■ What this exercise asks ■
1. Decide whether each statement, (a) to (c), agrees with the Summer Palace text, and answer yes or no with the deciding words from the text quoted exactly. (a) Kunming Lake was made by people. (b) UNESCO added the Summer Palace to its World Heritage List in 2008. (c) The back hill of Longevity Hill holds over 3,000 rooms.
2. Answer these questions from the Summer Palace text:
(a) How far is the Summer Palace from the heart of the Chinese capital?
(b) Which building is the highest in the Summer Palace?
(c) To what dynasty and year can the origins of the Summer Palace be traced?
3. Write out the stretch of the Summer Palace text from "The Summer Palace in" through "from the lakes.", keeping every word unchanged.

■ Selected text ■

The Summer Palace in China is an extensive ensemble of hills, gardens, lakes and palaces, that was originally built outside the city of Beijing. Today it serves as a recreational park and has become a popular tourist destination, for both the Chinese and foreign travelers.

It is our 6th stop in the series Journeys to Discovery.

The total area of the Summer Palace encompasses a total of 1.1 square miles or 2.9 square kilometers. Three-quarters of the complex, is compromised of water from the lakes.

Kunming Lake with Nanhu Island and the 17-Arch Bridge

The Summer Palace is located 13.17 miles or 21.2 kilometers from the heart of the Chinese capital. This equates to a travel time of 39 minutes from the Forbidden City.

The attractions of the Summer Palace can be divided into six different scenic areas. They are the Halls, Longevity Hill, Kunming Lake, the Farming and Weaving Picture Scenic Area, the Long Corridor, and the Central Axis area.

In 1998, UNESCO included the Summer Palace on its World Heritage List. It identified the site as a masterpiece of Chinese landscape garden design. The natural landscape of hills and open water is combined with artificial features such as pavilions, halls, palaces, temples and bridges to form a harmonious ensemble of outstanding aesthetic value.

Longevity Hill

The Summer Palace is mainly dominated by Longevity Hill and Kunming Lake. The central Kunming Lake, covers some 540 acres (2.2 square kilometers) and is entirely man made. The soil excavated by hand, was used in the creation of Longevity Hill.

The latter is about 200 feet (60 meters) high and has numerous buildings built in a sequence. The front part of Longevity Hill was endowed with magnificent halls and pavilions that number over 3,000 rooms. The back hill as a contrast, is a simple display of natural beauty.

The origins of the Summer Palace can be traced back to the Jurchen-led Jin Dynasty in 1153. The fourth ruler, Wanyan Liang who reigned from 1150 to 1161, moved his capital to Yanjing. This city would later evolve into the present day Beijing.

Standing atop the Longevity Hill, the Tower of Buddhist Incense is the highest building in the Summer Palace.

It was this ruler that would order the construction of the first palace in the Fragrant Hills and Jade Spring Hill, located in the northwest part of his new capital.

■ Material provided ■
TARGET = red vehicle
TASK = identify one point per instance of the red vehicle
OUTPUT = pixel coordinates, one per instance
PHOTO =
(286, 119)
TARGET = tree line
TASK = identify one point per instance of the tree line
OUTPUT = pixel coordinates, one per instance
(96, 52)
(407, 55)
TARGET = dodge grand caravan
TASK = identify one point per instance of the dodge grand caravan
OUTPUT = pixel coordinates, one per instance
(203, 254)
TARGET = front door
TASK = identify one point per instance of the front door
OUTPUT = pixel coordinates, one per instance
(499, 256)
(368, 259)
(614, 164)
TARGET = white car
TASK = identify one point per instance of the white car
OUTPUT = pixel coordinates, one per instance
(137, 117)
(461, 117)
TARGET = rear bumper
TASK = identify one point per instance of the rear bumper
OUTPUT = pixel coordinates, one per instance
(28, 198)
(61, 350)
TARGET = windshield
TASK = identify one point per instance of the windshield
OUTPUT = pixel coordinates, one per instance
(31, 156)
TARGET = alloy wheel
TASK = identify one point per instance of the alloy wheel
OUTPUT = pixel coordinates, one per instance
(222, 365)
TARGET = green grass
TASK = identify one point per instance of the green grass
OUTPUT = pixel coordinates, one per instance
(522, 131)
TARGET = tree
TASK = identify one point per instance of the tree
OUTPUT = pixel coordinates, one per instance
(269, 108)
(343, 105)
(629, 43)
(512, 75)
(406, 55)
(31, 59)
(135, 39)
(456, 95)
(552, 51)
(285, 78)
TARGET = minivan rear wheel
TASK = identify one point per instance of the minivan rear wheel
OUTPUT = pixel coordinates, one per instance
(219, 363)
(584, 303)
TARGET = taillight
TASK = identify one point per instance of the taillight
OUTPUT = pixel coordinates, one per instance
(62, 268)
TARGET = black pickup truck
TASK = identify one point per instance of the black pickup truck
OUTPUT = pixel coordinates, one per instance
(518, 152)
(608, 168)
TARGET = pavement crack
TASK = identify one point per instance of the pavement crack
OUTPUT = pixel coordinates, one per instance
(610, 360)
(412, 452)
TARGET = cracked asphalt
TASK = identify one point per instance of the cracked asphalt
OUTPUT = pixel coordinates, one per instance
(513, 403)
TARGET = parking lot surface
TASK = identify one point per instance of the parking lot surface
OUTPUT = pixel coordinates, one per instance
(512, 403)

■ Solutions ■
1.
(a) Yes: "The central Kunming Lake, covers some 540 acres (2.2 square kilometers) and is entirely man made."
(b) No: "In 1998, UNESCO included the Summer Palace on its World Heritage List."
(c) No: "The front part of Longevity Hill was endowed with magnificent halls and pavilions that number over 3,000 rooms."

2.
(a) 13.17 miles or 21.2 kilometers
(b) The Tower of Buddhist Incense
(c) The Jurchen-led Jin Dynasty, in 1153

3.
The Summer Palace in China is an extensive ensemble of hills, gardens, lakes and palaces, that was originally built outside the city of Beijing. Today it serves as a recreational park and has become a popular tourist destination, for both the Chinese and foreign travelers.

It is our 6th stop in the series Journeys to Discovery.

The total area of the Summer Palace encompasses a total of 1.1 square miles or 2.9 square kilometers. Three-quarters of the complex, is compromised of water from the lakes.